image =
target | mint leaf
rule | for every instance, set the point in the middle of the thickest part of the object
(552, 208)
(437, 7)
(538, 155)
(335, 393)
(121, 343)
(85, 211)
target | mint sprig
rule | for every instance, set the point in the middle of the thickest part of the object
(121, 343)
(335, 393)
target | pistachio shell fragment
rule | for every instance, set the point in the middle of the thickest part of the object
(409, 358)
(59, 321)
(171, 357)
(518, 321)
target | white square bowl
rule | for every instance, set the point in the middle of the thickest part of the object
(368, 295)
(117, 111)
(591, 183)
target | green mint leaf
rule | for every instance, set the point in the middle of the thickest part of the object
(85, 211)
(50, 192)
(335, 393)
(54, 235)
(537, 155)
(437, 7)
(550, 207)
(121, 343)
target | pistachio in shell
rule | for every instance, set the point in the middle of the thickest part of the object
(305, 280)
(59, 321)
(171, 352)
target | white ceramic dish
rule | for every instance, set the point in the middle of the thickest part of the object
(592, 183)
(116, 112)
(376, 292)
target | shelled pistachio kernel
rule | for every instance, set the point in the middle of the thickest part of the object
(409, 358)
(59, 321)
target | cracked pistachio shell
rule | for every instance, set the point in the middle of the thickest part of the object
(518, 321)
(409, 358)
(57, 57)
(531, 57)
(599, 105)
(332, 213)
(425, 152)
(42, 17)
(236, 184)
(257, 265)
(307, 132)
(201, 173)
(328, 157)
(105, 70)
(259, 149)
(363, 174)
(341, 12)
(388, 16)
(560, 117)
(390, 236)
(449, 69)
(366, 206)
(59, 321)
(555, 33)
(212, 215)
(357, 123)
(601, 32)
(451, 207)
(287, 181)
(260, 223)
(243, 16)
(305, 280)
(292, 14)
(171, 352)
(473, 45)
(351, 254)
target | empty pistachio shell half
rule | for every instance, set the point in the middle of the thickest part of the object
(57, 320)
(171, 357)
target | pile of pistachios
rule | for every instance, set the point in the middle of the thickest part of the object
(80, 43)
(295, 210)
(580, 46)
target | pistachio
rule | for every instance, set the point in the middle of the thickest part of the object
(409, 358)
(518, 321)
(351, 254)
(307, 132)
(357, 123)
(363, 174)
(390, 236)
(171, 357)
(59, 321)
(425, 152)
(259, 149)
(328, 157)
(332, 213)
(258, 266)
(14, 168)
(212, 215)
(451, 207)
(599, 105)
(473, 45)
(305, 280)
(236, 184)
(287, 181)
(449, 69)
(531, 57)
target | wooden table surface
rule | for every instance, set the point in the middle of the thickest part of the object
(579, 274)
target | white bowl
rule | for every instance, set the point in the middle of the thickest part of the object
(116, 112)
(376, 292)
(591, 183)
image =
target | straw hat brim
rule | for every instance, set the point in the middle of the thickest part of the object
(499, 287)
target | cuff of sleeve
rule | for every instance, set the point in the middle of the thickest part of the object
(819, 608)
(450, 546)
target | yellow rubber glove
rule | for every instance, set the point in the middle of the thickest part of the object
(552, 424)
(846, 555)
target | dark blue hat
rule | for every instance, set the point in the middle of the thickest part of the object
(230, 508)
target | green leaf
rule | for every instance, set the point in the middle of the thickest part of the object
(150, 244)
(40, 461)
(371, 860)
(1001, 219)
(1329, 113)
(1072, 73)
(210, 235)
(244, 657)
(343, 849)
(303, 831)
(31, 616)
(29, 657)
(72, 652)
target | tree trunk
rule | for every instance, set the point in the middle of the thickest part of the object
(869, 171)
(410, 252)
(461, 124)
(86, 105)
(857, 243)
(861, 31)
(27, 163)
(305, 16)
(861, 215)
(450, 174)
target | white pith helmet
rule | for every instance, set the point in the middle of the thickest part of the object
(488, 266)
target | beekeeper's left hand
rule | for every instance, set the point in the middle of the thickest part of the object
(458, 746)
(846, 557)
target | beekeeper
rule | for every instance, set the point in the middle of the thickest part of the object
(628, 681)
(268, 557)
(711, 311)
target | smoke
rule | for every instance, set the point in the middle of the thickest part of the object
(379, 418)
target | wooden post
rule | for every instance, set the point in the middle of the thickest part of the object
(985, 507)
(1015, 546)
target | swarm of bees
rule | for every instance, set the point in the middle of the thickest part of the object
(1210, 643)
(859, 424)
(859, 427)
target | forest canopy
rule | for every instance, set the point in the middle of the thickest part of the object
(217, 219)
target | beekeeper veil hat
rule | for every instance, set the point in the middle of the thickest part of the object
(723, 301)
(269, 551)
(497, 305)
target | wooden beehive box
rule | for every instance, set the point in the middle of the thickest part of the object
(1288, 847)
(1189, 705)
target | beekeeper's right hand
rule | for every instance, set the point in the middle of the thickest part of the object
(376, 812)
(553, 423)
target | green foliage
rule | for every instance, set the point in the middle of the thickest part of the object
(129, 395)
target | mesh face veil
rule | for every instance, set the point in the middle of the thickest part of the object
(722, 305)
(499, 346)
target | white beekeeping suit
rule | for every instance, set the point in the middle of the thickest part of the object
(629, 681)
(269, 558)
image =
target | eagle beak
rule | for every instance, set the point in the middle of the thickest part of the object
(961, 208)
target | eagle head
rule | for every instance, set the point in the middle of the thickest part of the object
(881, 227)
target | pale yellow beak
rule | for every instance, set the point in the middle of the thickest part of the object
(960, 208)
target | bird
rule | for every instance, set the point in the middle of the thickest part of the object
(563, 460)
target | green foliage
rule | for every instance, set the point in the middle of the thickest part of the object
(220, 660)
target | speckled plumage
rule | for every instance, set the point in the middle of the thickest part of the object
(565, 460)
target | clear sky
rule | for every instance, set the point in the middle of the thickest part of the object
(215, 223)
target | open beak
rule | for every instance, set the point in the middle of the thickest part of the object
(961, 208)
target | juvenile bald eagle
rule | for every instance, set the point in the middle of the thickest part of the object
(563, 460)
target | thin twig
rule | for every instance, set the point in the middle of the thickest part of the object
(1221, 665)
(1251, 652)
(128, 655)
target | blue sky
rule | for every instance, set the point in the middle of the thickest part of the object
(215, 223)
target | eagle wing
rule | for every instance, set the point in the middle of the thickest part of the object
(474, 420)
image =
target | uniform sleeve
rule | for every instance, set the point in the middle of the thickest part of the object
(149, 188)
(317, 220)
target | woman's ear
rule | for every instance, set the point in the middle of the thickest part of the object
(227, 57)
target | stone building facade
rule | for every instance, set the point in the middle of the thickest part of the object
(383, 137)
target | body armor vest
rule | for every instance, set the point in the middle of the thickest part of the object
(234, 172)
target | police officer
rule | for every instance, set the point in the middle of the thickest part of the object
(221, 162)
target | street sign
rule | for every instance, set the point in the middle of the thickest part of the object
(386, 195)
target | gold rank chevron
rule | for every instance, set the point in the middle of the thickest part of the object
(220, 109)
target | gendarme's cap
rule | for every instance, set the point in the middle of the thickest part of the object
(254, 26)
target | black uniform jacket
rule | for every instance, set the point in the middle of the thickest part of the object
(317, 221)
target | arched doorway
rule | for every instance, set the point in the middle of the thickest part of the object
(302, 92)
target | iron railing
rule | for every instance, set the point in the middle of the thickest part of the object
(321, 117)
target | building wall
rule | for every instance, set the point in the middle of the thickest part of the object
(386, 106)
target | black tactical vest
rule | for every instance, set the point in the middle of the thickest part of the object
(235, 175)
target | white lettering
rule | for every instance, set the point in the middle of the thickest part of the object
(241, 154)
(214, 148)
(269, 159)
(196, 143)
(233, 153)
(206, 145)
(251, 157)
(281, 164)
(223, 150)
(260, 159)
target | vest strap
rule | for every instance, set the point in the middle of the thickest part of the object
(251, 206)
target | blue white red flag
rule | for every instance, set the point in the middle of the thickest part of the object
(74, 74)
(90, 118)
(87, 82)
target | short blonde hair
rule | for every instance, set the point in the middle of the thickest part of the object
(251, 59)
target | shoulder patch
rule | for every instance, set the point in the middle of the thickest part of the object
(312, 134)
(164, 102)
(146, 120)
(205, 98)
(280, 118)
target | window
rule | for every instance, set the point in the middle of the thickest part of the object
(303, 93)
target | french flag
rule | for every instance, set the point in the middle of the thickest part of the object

= = = = = = =

Transcribe word for word the lines from the one holding "target | iron railing" to the last line of the listing above, inclusive.

target | iron railing
rule | for every instance, set the point in the middle of the thickest part of the object
(321, 117)
target | building wall
rule | for every instance, set the point in the middle of the thickest part of the object
(386, 106)
target | black tactical vest
rule | for every instance, set the point in the middle of the thickest part of the object
(235, 175)
target | white lettering
rule | for every instance, set the point in the middle of the thickest part of the object
(241, 154)
(214, 148)
(269, 159)
(196, 143)
(233, 153)
(206, 145)
(251, 157)
(281, 164)
(223, 150)
(260, 159)
target | vest strap
rule | for every instance, set the point in the middle of the thickest part of the object
(251, 206)
target | blue white red flag
rule | for every instance, set the point in the middle of the thickest part of the object
(74, 74)
(90, 118)
(87, 82)
target | short blonde hair
rule | for every instance, set the point in the middle of the thickest part of the object
(251, 59)
target | shoulder patch
rule | for every instance, set the point in the middle of the thickest part of the object
(312, 134)
(164, 102)
(146, 120)
(205, 98)
(280, 118)
target | window
rule | for every instance, set the point in the middle of the thickest part of the object
(303, 93)
target | french flag
rule | for every instance, set the point in the middle of the thickest part of the object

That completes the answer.